**抜粋本文**
熊野三山の造営・修造のための資金集めを担った組織
熊野本願所とは、熊野三山のなかに組織された寺院の総称です。
熊野三山が荘園を失い、参詣者も減り、経済基盤が揺るぎだした戦国時代の頃から江戸時代初期にかけて、熊野三山内の社殿堂塔の造営や修復のための資金集めを担ったのが熊野本願所です。熊野本願所は諸国を巡る熊野山伏や熊野比丘尼を統括し、各地を勧進(かんじん。社殿などの造営修復のために寄付を求めて歩くこと)してまわらせました。
本宮には本宮庵主1ヶ寺、新宮には新宮庵主1ヶ寺、那智には御前庵主・滝庵主・那智阿弥・春禅坊(大禅院)・行屋坊(理性院)・浜之宮補陀洛寺・妙法山阿弥陀寺の7ヶ寺があり、あわせて9ヶ寺が熊野九本願と呼ばれました。また新宮の摂社の神倉社には明王院・金蔵院・宝積院・宝蔵院・三学坊・泉養坊・妙心寺・大正院・不動院・泉良院の10ヶ寺がありました。

**保存済みの行**
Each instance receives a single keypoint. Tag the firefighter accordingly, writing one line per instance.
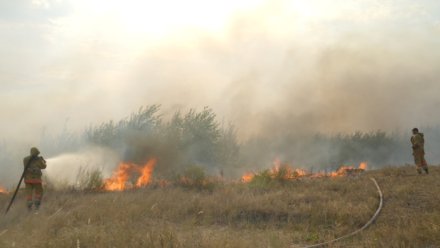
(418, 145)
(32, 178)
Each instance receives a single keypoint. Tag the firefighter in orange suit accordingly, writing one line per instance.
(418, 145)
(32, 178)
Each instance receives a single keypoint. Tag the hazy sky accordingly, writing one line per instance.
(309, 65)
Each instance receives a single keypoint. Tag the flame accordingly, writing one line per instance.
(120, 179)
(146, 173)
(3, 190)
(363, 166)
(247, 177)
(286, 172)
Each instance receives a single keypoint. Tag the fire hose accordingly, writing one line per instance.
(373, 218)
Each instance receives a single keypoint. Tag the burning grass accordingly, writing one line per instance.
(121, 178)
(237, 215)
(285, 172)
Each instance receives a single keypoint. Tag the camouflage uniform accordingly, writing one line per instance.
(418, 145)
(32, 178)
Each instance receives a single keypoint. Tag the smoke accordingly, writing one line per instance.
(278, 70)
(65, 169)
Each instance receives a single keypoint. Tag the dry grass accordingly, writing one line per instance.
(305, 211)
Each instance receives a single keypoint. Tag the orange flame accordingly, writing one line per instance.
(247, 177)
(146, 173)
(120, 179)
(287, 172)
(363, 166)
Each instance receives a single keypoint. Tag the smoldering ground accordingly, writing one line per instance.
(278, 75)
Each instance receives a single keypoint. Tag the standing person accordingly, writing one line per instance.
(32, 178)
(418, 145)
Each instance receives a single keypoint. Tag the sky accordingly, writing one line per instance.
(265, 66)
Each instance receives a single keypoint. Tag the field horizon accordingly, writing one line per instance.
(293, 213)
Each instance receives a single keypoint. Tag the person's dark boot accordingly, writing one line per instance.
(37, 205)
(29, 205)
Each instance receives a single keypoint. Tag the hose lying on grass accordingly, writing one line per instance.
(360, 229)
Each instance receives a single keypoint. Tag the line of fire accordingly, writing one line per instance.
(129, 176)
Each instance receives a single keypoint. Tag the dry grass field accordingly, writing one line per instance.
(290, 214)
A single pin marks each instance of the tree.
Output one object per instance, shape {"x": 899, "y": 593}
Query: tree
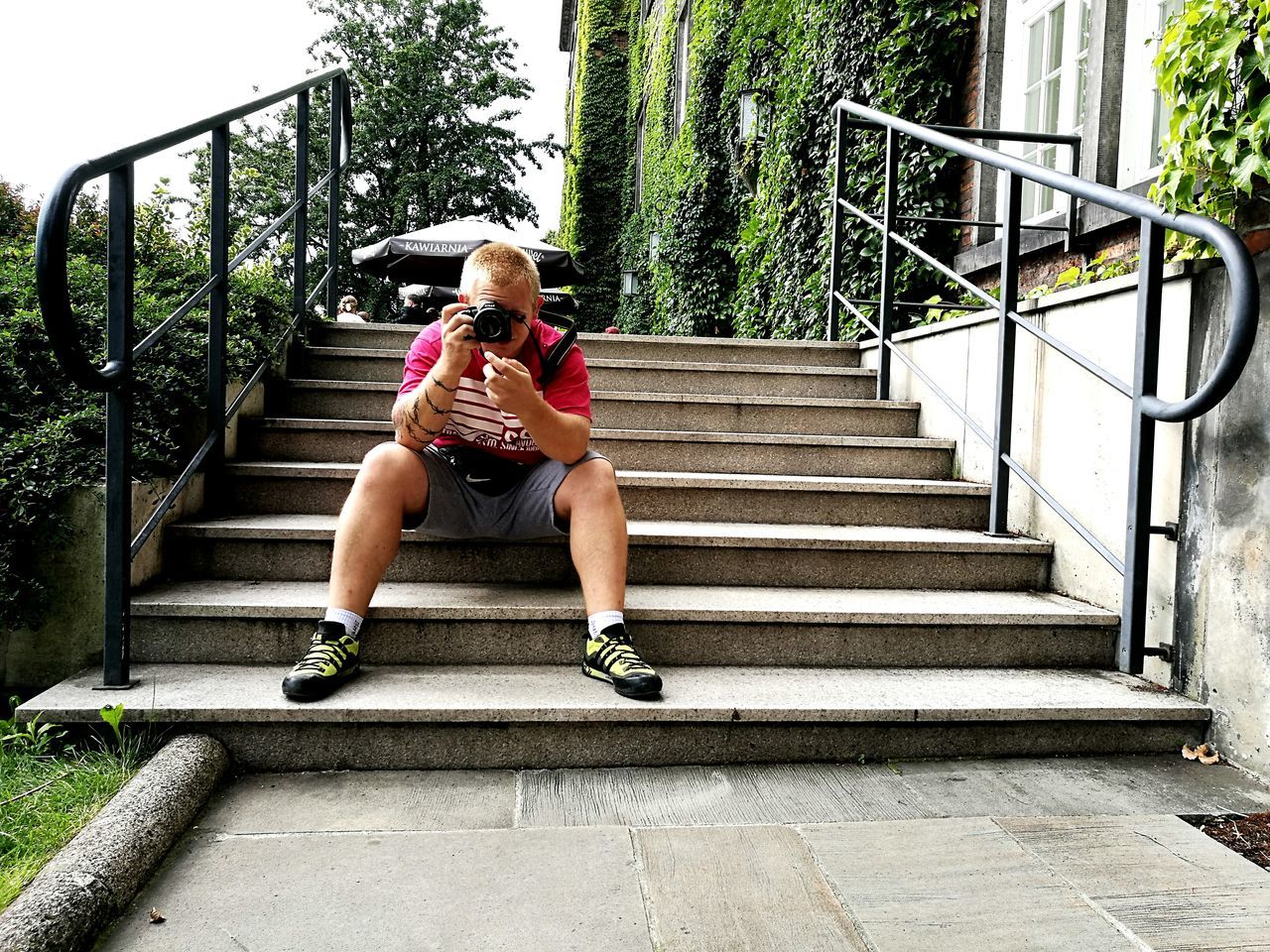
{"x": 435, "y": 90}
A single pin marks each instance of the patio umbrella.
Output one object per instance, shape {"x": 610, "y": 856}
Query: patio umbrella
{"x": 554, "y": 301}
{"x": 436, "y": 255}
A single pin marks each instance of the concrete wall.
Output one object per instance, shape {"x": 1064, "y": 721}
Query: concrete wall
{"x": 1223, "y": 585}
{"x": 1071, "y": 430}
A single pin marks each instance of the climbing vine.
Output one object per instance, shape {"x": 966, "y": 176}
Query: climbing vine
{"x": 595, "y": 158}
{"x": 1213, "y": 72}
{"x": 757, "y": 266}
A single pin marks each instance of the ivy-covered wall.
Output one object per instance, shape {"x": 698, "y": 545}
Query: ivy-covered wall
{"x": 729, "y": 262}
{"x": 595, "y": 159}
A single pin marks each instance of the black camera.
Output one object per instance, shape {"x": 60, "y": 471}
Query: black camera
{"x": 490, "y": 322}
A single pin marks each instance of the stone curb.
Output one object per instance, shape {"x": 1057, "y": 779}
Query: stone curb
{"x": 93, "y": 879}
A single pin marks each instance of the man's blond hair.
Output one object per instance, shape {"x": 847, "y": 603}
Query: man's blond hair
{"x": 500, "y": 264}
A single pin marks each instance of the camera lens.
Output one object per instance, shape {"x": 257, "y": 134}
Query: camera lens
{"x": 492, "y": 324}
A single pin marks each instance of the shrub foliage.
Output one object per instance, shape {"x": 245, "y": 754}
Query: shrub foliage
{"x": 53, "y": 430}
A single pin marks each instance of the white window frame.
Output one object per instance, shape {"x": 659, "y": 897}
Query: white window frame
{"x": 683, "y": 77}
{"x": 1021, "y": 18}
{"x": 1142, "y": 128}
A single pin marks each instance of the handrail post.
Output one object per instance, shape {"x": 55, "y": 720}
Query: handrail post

**要件**
(1) 熊野本願所の解説を二文で要約してください。
(2) 熊野本願所の解説に挙げられている、那智にあった寺院をすべて書き出してください。
(3) 熊野本願所の解説のうち、「熊野三山が荘園を失い、参詣者」から「くこと)してまわらせました。」までの部分を一字も変えずに繰り返してください。
保存された行は、ここでの作業には一切関係しません。

**各課題の解答**
(1) 熊野本願所は熊野三山のなかに組織された寺院の総称で、戦国時代の頃から江戸時代初期にかけて、熊野山伏や熊野比丘尼を統括して各地を勧進させ、社殿堂塔の造営や修復のための資金を集めました。本宮と新宮に各1ヶ寺、那智に7ヶ寺の計9ヶ寺が熊野九本願と呼ばれ、新宮の摂社の神倉社にも10ヶ寺がありました。

(2)
御前庵主
滝庵主
那智阿弥
春禅坊(大禅院)
行屋坊(理性院)
浜之宮補陀洛寺
妙法山阿弥陀寺

(3)
熊野三山が荘園を失い、参詣者も減り、経済基盤が揺るぎだした戦国時代の頃から江戸時代初期にかけて、熊野三山内の社殿堂塔の造営や修復のための資金集めを担ったのが熊野本願所です。熊野本願所は諸国を巡る熊野山伏や熊野比丘尼を統括し、各地を勧進(かんじん。社殿などの造営修復のために寄付を求めて歩くこと)してまわらせました。